___ Reading passage

/answer-analysis

Primary LanguagePythonMIT LicenseMIT

Answer Analysis and Theme Generation

This project analyse text for most common keywords found in a paragraph. This can be a combination of students' answers as one long paragraph. The python code analyze the data and return defined no of themes consisting of defined no of words in each theme. You can provide stop words that you wish to exclude from the result such as "of", "the", "are" etc. It also generates json data for Arborjs to display the connection between these themes i.e. most common words used between themes and Tag clouds.

______

Written task A:
Answer these from the answer analysis page, one per line:
(i) What can be combined into one long paragraph for analysis?
(ii) What does the Python code return?
(iii) Which tool is the generated json data meant for?
Written task B:
List every example stop word that the answer analysis page gives.
The items are not needed for any of this.

___ Entries supplied

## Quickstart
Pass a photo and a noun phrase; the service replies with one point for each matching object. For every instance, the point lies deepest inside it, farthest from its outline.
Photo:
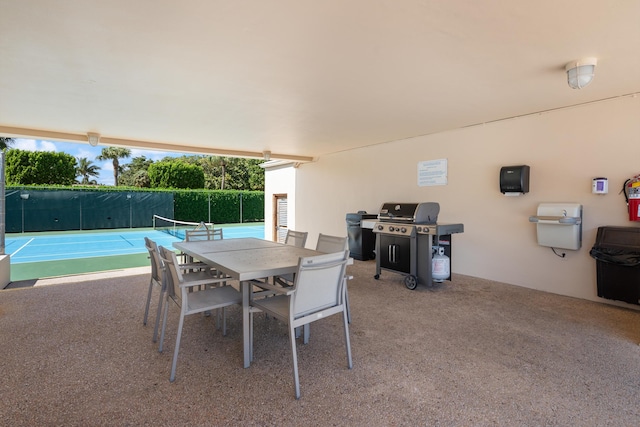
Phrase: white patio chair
(203, 234)
(297, 239)
(156, 279)
(207, 298)
(329, 244)
(318, 292)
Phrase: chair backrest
(329, 244)
(203, 234)
(296, 238)
(173, 274)
(156, 264)
(319, 283)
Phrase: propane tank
(441, 269)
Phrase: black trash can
(617, 254)
(362, 241)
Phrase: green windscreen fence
(61, 210)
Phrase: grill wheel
(411, 282)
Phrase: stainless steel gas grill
(406, 237)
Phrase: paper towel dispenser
(559, 225)
(514, 179)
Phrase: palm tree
(86, 169)
(114, 154)
(5, 143)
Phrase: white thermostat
(600, 186)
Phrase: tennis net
(176, 228)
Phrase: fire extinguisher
(631, 191)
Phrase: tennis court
(49, 254)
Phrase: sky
(78, 150)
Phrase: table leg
(246, 333)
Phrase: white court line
(24, 246)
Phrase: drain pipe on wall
(5, 260)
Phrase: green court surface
(45, 269)
(55, 254)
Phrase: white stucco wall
(565, 149)
(280, 179)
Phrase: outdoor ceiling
(300, 79)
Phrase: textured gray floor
(469, 353)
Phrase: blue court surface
(58, 246)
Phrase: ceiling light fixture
(93, 138)
(581, 72)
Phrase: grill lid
(419, 213)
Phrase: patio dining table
(245, 260)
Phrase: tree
(39, 167)
(86, 169)
(175, 174)
(114, 154)
(135, 174)
(5, 143)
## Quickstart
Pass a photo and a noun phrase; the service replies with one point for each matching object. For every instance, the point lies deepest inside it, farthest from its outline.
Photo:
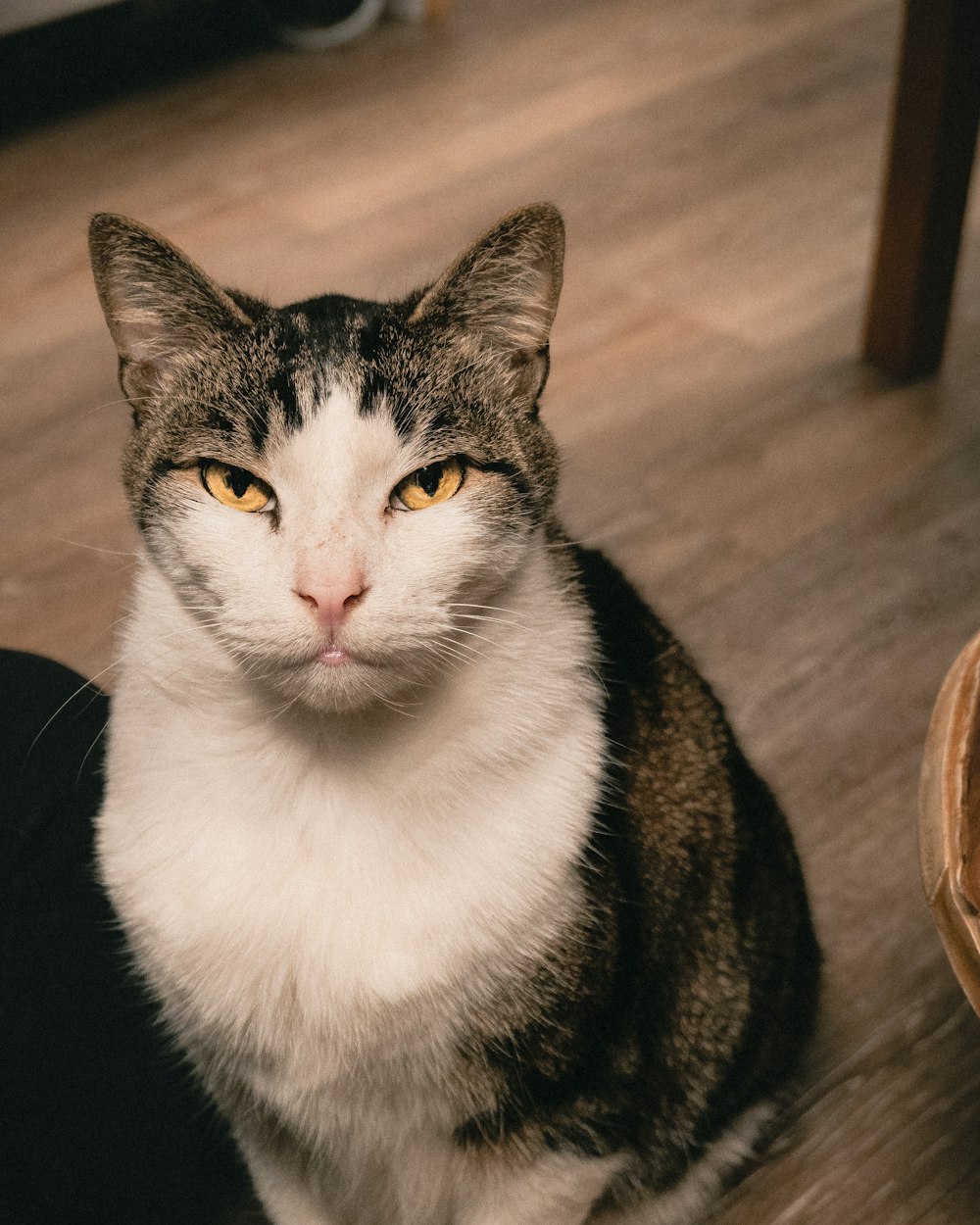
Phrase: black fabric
(101, 1122)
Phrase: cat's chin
(337, 680)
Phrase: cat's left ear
(503, 294)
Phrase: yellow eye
(235, 486)
(429, 485)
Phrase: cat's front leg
(555, 1190)
(284, 1196)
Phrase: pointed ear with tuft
(160, 307)
(503, 294)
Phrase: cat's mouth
(336, 657)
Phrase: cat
(436, 852)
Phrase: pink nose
(332, 599)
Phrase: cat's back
(714, 907)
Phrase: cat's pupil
(429, 478)
(238, 480)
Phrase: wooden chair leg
(934, 136)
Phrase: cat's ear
(503, 294)
(160, 307)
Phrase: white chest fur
(284, 882)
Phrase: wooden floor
(811, 532)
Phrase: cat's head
(334, 488)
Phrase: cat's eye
(235, 486)
(429, 485)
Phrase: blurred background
(808, 525)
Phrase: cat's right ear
(161, 308)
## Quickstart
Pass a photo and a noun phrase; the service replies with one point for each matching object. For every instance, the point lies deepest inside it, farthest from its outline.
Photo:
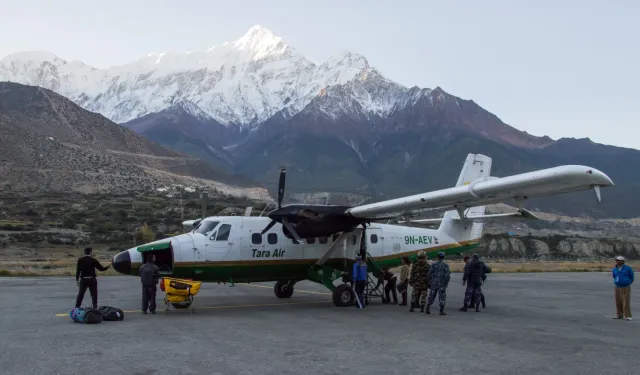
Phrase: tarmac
(539, 323)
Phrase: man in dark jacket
(149, 274)
(467, 259)
(473, 276)
(86, 277)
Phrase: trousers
(623, 302)
(149, 298)
(92, 285)
(360, 285)
(473, 291)
(391, 287)
(442, 295)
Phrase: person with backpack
(86, 277)
(149, 275)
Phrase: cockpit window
(223, 232)
(206, 227)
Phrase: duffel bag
(77, 314)
(92, 316)
(111, 313)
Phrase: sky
(556, 68)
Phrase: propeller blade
(271, 224)
(289, 227)
(281, 184)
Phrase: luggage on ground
(111, 313)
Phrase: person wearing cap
(439, 281)
(419, 281)
(359, 277)
(474, 274)
(622, 279)
(86, 277)
(482, 300)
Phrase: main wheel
(283, 289)
(343, 296)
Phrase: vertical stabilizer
(475, 167)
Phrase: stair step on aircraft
(319, 242)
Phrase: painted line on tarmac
(229, 306)
(295, 291)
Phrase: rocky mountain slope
(255, 103)
(49, 143)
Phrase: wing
(476, 188)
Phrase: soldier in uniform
(439, 281)
(419, 281)
(474, 273)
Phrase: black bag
(92, 316)
(111, 313)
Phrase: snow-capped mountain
(243, 82)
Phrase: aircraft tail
(475, 167)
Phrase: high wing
(521, 214)
(490, 190)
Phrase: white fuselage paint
(382, 240)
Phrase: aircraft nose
(600, 178)
(122, 262)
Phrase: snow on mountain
(243, 82)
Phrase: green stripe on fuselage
(292, 269)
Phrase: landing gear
(284, 289)
(343, 296)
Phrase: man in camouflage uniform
(419, 281)
(439, 280)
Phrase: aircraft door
(375, 244)
(219, 243)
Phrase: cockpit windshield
(206, 227)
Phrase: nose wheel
(283, 289)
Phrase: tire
(282, 289)
(343, 296)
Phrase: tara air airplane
(319, 242)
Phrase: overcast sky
(557, 68)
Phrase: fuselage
(231, 248)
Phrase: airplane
(319, 242)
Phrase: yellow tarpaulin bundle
(181, 287)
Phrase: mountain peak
(260, 42)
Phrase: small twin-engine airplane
(319, 242)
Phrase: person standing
(419, 281)
(622, 279)
(474, 274)
(86, 277)
(390, 286)
(359, 277)
(404, 279)
(438, 281)
(149, 275)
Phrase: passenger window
(223, 232)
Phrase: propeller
(281, 184)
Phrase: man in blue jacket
(359, 277)
(622, 279)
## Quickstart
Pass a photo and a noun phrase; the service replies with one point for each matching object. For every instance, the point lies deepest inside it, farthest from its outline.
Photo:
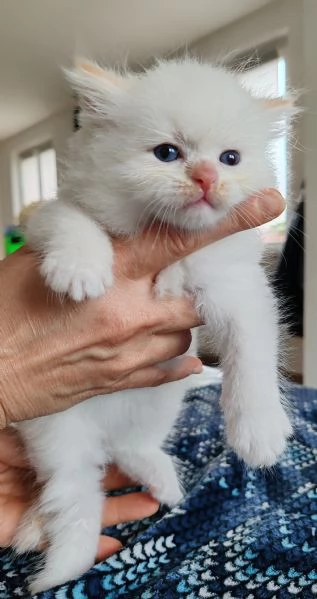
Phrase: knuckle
(159, 378)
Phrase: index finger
(156, 249)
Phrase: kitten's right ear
(99, 90)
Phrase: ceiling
(38, 36)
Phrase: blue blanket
(238, 533)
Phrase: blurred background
(274, 44)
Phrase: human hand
(18, 489)
(55, 354)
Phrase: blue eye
(167, 153)
(230, 157)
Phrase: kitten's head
(182, 142)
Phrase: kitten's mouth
(204, 200)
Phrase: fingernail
(197, 369)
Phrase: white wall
(296, 20)
(57, 129)
(310, 143)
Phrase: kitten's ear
(281, 112)
(99, 90)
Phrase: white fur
(115, 183)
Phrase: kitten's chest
(221, 264)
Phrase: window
(269, 78)
(37, 174)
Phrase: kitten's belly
(218, 263)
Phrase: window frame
(28, 153)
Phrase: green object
(13, 240)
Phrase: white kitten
(181, 143)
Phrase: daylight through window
(37, 174)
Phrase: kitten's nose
(205, 175)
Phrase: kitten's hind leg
(154, 469)
(257, 424)
(71, 505)
(29, 535)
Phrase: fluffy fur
(115, 184)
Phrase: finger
(127, 508)
(159, 348)
(107, 547)
(115, 479)
(152, 376)
(177, 314)
(155, 250)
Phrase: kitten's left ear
(99, 90)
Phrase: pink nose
(205, 175)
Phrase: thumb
(156, 248)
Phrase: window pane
(30, 185)
(48, 173)
(269, 79)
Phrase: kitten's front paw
(79, 277)
(259, 436)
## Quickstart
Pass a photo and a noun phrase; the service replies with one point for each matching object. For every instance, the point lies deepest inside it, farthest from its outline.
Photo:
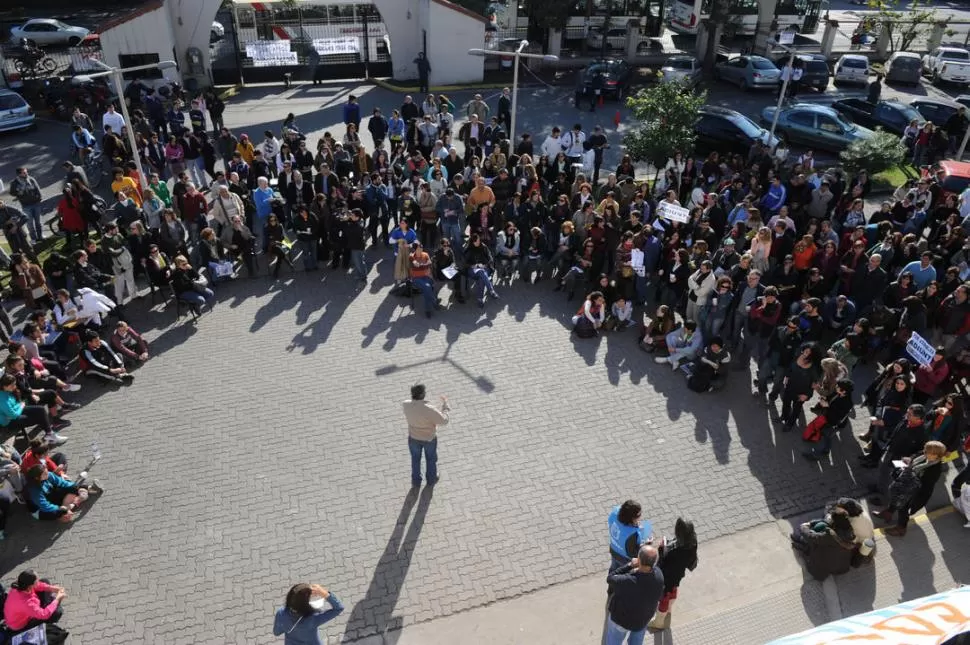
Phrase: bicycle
(35, 66)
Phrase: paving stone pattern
(265, 445)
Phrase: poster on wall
(333, 46)
(271, 53)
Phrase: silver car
(748, 72)
(15, 113)
(44, 31)
(685, 69)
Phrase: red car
(955, 176)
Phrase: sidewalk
(748, 588)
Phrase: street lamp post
(116, 76)
(516, 55)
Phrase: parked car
(935, 110)
(817, 126)
(950, 64)
(724, 130)
(748, 72)
(681, 68)
(852, 68)
(44, 31)
(615, 38)
(614, 77)
(891, 116)
(15, 113)
(815, 71)
(904, 67)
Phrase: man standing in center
(635, 591)
(423, 421)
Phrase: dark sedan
(936, 111)
(891, 116)
(722, 130)
(611, 76)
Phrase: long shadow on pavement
(374, 613)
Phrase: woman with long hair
(677, 557)
(300, 617)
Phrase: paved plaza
(265, 445)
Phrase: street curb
(414, 89)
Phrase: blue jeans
(451, 230)
(359, 263)
(197, 299)
(427, 292)
(430, 450)
(479, 283)
(615, 635)
(33, 213)
(309, 249)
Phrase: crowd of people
(778, 261)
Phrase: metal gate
(265, 40)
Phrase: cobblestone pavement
(264, 445)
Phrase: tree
(881, 151)
(666, 113)
(903, 28)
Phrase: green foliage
(904, 27)
(665, 113)
(882, 151)
(551, 14)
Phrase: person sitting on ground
(101, 361)
(69, 312)
(31, 602)
(129, 344)
(912, 486)
(589, 319)
(16, 415)
(621, 315)
(53, 497)
(708, 370)
(37, 391)
(827, 545)
(655, 330)
(683, 344)
(39, 452)
(191, 287)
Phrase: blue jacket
(10, 408)
(774, 198)
(351, 113)
(304, 631)
(652, 249)
(38, 493)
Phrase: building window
(134, 60)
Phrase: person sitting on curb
(53, 497)
(707, 371)
(129, 344)
(101, 361)
(16, 415)
(683, 344)
(31, 602)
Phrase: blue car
(15, 113)
(816, 126)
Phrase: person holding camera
(423, 420)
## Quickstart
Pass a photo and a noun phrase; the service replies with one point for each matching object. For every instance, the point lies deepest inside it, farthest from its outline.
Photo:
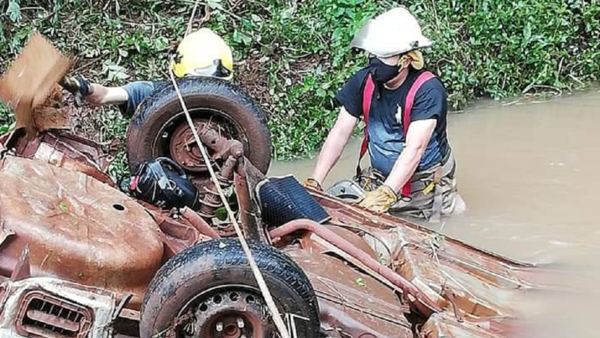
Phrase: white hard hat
(394, 32)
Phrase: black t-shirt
(386, 135)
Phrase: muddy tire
(196, 282)
(207, 99)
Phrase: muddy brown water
(529, 174)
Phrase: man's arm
(417, 138)
(334, 144)
(101, 95)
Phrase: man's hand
(312, 183)
(379, 200)
(78, 86)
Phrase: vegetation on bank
(292, 56)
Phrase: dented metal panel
(77, 228)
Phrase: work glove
(379, 200)
(78, 86)
(312, 183)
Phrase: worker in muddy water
(404, 109)
(201, 53)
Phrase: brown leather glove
(379, 200)
(312, 183)
(78, 86)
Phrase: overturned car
(80, 258)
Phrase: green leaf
(214, 4)
(14, 10)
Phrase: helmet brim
(381, 40)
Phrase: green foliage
(6, 118)
(292, 56)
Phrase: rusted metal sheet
(73, 224)
(65, 150)
(352, 303)
(469, 285)
(48, 307)
(31, 79)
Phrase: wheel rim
(175, 138)
(226, 312)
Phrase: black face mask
(381, 72)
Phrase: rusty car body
(76, 256)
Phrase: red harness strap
(368, 92)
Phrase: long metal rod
(279, 323)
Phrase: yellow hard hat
(203, 53)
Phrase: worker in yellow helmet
(201, 53)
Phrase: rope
(255, 270)
(191, 22)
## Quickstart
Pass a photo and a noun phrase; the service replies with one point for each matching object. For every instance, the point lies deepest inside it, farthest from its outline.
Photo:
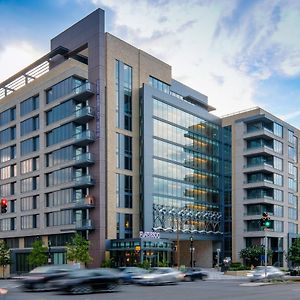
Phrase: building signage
(149, 235)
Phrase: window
(8, 172)
(8, 224)
(7, 189)
(30, 145)
(8, 153)
(278, 163)
(278, 195)
(63, 88)
(293, 200)
(7, 116)
(124, 151)
(278, 226)
(292, 169)
(7, 135)
(60, 134)
(60, 112)
(29, 222)
(29, 125)
(292, 153)
(292, 184)
(159, 85)
(292, 213)
(278, 210)
(59, 176)
(123, 83)
(30, 184)
(293, 228)
(57, 218)
(29, 203)
(278, 179)
(278, 147)
(61, 156)
(278, 130)
(29, 105)
(60, 197)
(29, 165)
(124, 191)
(124, 226)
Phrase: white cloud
(221, 48)
(15, 56)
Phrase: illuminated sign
(149, 235)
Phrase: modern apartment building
(265, 162)
(97, 138)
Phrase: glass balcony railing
(86, 202)
(86, 180)
(84, 114)
(82, 92)
(84, 159)
(84, 224)
(84, 138)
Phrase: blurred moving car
(159, 276)
(259, 273)
(39, 279)
(86, 281)
(194, 274)
(128, 273)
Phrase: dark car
(194, 274)
(86, 281)
(128, 273)
(39, 279)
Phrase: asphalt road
(206, 290)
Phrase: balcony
(84, 138)
(83, 92)
(86, 202)
(259, 167)
(84, 114)
(84, 225)
(84, 181)
(84, 159)
(258, 150)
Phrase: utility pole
(266, 252)
(178, 248)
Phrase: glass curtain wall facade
(186, 171)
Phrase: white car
(260, 273)
(159, 276)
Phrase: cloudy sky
(240, 53)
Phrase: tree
(293, 254)
(4, 256)
(78, 250)
(252, 254)
(38, 255)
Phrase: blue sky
(240, 53)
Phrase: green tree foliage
(78, 250)
(163, 263)
(107, 263)
(4, 256)
(38, 255)
(293, 254)
(252, 254)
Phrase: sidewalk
(214, 274)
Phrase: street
(210, 289)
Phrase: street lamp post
(49, 253)
(191, 251)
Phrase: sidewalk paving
(214, 274)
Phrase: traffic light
(265, 220)
(3, 205)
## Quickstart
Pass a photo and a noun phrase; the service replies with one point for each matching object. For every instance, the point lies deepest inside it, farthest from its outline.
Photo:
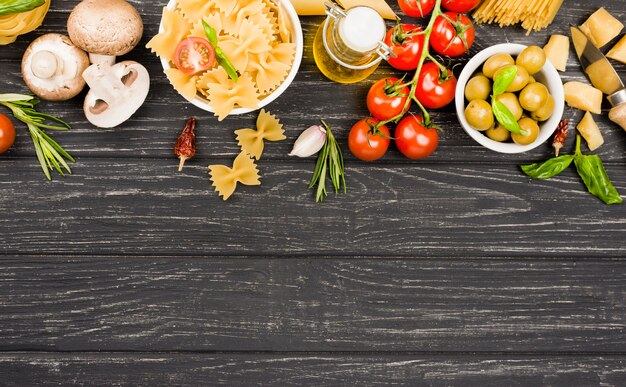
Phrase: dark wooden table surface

______

Full response A:
(i) Students' answers
(ii) A defined number of themes, each made up of a defined number of words
(iii) Arborjs

Full response B:
"of", "the", "are"